[Referring expression pointing data]
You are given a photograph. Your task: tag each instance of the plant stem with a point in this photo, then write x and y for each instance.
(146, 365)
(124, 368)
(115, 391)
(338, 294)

## Instructions to follow
The records above are to be returned exactly as they appear.

## Solution to this problem
You are given a photograph. Your task: tag each instance of the plant stem with a point in this photo, then write x and y for each instance.
(146, 365)
(124, 368)
(115, 391)
(338, 294)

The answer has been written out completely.